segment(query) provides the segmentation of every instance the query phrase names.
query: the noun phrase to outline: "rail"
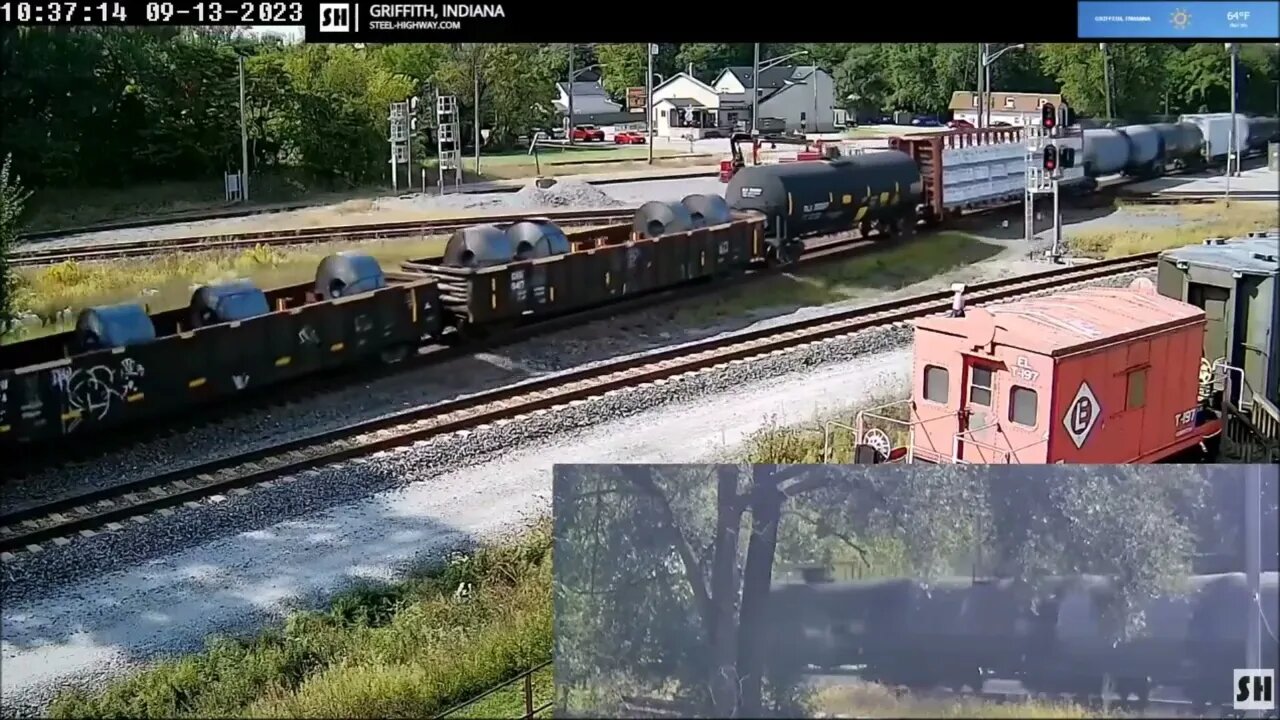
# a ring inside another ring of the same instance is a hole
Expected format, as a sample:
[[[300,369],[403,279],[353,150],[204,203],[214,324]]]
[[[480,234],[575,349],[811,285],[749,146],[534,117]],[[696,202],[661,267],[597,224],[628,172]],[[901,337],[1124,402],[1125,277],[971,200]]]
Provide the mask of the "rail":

TRY IT >>
If a line in the data contains the string "query", copy it.

EXERCISE RESULT >>
segment(query) provides the segmentation of every instance the query phrase names.
query: the noun phrase to outline: "rail"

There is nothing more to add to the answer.